## Written instruction
Without including any images, repeat the data exactly.

:: Supplied records ::

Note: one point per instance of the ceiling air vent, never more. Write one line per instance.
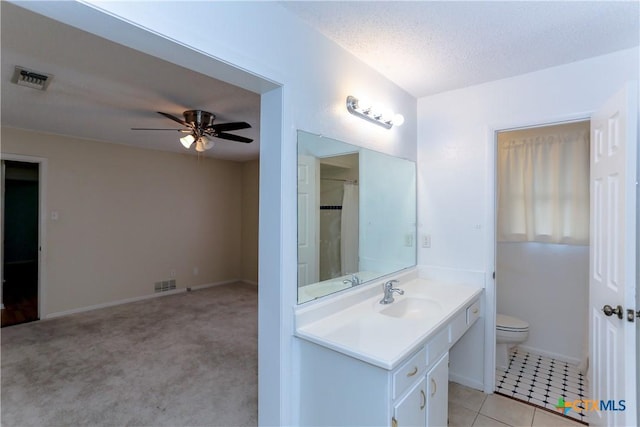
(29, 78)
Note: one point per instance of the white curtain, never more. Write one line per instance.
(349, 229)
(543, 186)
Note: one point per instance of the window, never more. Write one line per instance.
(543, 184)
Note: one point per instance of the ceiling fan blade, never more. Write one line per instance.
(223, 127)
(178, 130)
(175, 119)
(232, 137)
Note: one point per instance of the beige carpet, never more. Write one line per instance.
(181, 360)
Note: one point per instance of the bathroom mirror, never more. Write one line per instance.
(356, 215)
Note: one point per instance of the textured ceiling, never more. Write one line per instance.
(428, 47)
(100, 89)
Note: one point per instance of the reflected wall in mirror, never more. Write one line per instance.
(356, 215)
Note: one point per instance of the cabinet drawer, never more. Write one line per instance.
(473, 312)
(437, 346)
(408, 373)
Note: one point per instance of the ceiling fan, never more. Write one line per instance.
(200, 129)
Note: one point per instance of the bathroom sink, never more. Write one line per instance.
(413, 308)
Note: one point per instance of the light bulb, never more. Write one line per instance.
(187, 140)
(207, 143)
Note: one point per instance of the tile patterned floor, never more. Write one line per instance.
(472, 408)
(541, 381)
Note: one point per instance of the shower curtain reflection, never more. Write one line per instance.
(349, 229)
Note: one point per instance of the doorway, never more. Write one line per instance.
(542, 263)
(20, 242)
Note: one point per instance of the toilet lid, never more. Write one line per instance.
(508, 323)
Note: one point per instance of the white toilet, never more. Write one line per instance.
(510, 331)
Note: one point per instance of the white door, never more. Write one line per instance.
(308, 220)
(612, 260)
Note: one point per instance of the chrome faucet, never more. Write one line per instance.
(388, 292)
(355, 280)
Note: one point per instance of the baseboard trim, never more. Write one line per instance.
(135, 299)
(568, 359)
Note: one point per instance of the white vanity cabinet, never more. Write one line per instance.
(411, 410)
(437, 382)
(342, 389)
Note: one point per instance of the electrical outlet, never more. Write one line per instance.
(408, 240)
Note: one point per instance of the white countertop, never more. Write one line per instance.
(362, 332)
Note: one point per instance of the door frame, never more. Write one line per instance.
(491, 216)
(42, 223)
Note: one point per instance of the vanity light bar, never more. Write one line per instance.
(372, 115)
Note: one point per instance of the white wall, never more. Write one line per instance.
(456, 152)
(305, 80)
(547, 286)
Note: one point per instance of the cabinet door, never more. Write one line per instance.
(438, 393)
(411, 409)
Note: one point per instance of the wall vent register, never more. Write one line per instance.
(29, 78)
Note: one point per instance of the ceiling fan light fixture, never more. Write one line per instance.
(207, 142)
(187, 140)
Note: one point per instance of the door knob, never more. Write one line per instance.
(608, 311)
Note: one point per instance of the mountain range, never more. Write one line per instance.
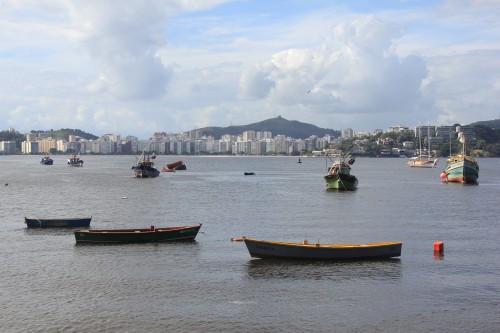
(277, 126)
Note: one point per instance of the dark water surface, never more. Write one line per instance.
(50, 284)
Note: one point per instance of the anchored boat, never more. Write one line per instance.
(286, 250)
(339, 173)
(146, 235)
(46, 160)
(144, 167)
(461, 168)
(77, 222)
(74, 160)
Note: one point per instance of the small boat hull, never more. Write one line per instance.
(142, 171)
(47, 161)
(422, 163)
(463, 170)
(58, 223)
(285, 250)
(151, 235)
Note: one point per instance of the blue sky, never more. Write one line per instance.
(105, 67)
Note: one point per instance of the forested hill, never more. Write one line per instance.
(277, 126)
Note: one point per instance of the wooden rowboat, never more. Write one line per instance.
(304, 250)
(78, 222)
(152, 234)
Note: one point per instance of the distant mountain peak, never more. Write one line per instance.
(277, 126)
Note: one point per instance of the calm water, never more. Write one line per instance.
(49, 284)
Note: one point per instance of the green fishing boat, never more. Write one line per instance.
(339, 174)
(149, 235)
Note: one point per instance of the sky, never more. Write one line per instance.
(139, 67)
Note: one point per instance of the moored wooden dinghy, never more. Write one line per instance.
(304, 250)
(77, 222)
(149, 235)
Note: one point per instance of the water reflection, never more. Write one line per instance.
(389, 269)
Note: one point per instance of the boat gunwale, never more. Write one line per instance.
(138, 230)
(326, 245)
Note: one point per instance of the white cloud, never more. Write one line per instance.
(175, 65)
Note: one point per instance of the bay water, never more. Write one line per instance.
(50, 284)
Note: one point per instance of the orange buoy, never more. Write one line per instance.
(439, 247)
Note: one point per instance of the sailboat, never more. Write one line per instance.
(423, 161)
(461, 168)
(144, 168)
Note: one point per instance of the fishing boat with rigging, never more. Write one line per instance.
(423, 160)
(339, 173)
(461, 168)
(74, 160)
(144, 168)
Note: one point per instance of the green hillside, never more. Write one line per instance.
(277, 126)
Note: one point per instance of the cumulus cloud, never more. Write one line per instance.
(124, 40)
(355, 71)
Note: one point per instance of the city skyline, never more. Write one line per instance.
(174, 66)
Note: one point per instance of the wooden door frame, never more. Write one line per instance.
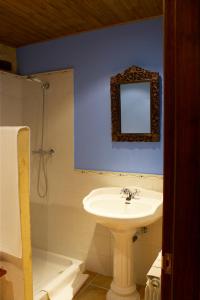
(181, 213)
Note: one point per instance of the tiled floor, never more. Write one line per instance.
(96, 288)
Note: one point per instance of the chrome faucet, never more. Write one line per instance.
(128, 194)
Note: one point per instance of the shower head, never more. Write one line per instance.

:::

## Final answer
Note: one point per instance of the ceiling air vent, never more. Write one line per instance.
(29, 78)
Note: one point per instance of the white curtain, never more. Write one line per instance.
(349, 229)
(543, 186)
Note: one point per instance of the window, never more. Write one line per instance.
(543, 184)
Note: one point per instance of the ceiling fan blade, never more. Write one line per instance.
(223, 127)
(178, 130)
(175, 119)
(232, 137)
Note: one point per instance of the beige carpet, never more. Write one line per instance.
(181, 360)
Note: one point per instance of the bathroom mirror, never more. Write one line per instance.
(356, 215)
Note: one point per instance of the textured ceiling, never more. Write one line per instance.
(428, 47)
(100, 89)
Note: one point per instance of the reflected wall in mirror, never more. Write one line per instance.
(356, 215)
Note: one point per instance of the cabinet drawer, never more. Write one line per instance.
(473, 312)
(437, 346)
(408, 373)
Note: one point per instance of the ceiling fan, never more. Write one line per instance.
(200, 129)
Note: one point per instance of the bathroom sink, never more. Write one line per instance.
(413, 308)
Note: one point per instance of the light bulb, never more. Write one line per instance.
(187, 140)
(207, 143)
Note: one point per instance of the tile patterned floor, never more. Write one line per instance.
(472, 408)
(541, 381)
Note: one point per instance of the shower curtain reflection, never more. Write one line per instance.
(349, 229)
Note: one point per instance of the doorway, never more. Write one line per instance.
(542, 263)
(20, 242)
Note: one point per instance of the toilet lid, never more. Write one line per instance.
(508, 323)
Note: one point per instance of the white toilet, never more. Write one line per instance.
(510, 331)
Note: one point per instance of the white door, never more. Write one line per instance.
(308, 220)
(612, 260)
Note: one point per instance of the chrome faucet, never more. Write one line per instance.
(388, 292)
(355, 280)
Note: one point per instance of the baseboard trim, never more. Write one line per instance.
(135, 299)
(568, 359)
Note: one point per instance of the white vanity cabinet, never more. Write one line per instance.
(411, 410)
(437, 382)
(342, 389)
Note: one point per instance of the electrical outlet, never more. Write one line per instance.
(408, 240)
Note: one point per instance of the white countertop, never more. Write one line per instance.
(362, 332)
Note: one point per instance of the door frame, never more. Write one line per instance.
(491, 216)
(42, 223)
Note: one point per instance of the vanity light bar, never more. Write one line per instance.
(372, 115)
Note: one point per instance of the white wall, never more. Write one line per instance.
(456, 152)
(305, 80)
(547, 286)
Note: one point per instance of the cabinet door, never more. Write one line per instance.
(438, 393)
(411, 409)
Note: one point per instance of the wall vent register, never more. Write one line per instance.
(29, 78)
Note: one point per instance of the ceiling fan light fixture, never more. Write one line per instance.
(207, 142)
(187, 140)
Note: one point per instance of the door knob, never more. Write one line per instance.
(608, 311)
Note: one point per instance of the mountain range, never more. Write one line per instance.
(277, 126)
Note: one point per instance of the dark water surface, never more. Write one line per instance.
(50, 284)
Note: one point per instance of the anchored boat, never more. Write one line per instance.
(286, 250)
(339, 173)
(146, 235)
(46, 160)
(144, 167)
(461, 168)
(77, 222)
(74, 160)
Note: one point per instance of the small boat hull, never more. Write one line per instance.
(142, 171)
(47, 161)
(422, 163)
(463, 170)
(58, 223)
(285, 250)
(151, 235)
Note: one point per instance of the blue sky, never more. Write one line per instance.
(105, 67)
Note: one point per instance of the forested hill, never more. Write one line per instance.
(277, 126)
Note: one point per instance of the wooden rowboat, never more. Write one line per instance.
(304, 250)
(78, 222)
(152, 234)
Note: one point per instance of the distant mountain peak, never more. Write one line per instance.
(277, 126)
Note: one point per instance of the calm water, never more. Write one line per instance.
(49, 284)
Note: one point per instance of the green fishing boat, never more. Write one line per instance.
(339, 174)
(149, 235)
Note: one point per instance of the sky, never more. Write one line per instance.
(139, 67)
Note: one point per instance of the moored wooden dinghy, never more. Write one line per instance.
(304, 250)
(77, 222)
(149, 235)
Note: one point per instance of the water reflection, never more. Write one line per instance.
(389, 269)
Note: one point per instance of the boat gunwale, never more. Write one line per instance.
(138, 230)
(326, 245)
Note: one point per instance of the white cloud, never more. Write one line per instance.
(175, 65)
Note: one point per instance of the bay water, never more. Write one line per instance.
(50, 284)
Note: one point per instance of the orange buoy, never more. Write one line per instance.
(439, 247)
Note: one point per instance of the sailboat, never more. Write one line per instance.
(423, 161)
(461, 168)
(144, 168)
Note: one point per instance of the fishing boat with rigging, never more. Write one line per instance.
(423, 160)
(339, 173)
(461, 168)
(74, 160)
(144, 168)
Note: one point per instance of the green hillside, never more. Write one line per instance.
(277, 126)
Note: one point per instance of the cumulus cloud, never more. Write one line per instance.
(124, 40)
(355, 71)
Note: one point per instance of the city skyline, never more. Write one line per instance.
(174, 66)
Note: one point per instance of the wooden door frame, never more. Write one line per instance.
(181, 213)
Note: one point per instance of the tiled floor, never more. Write one line per instance.
(96, 288)
Note: one point per instance of the chrome faucet, never more. Write one line per instance.
(128, 194)
Note: one point per instance of the shower head, never more. Write one line per instance.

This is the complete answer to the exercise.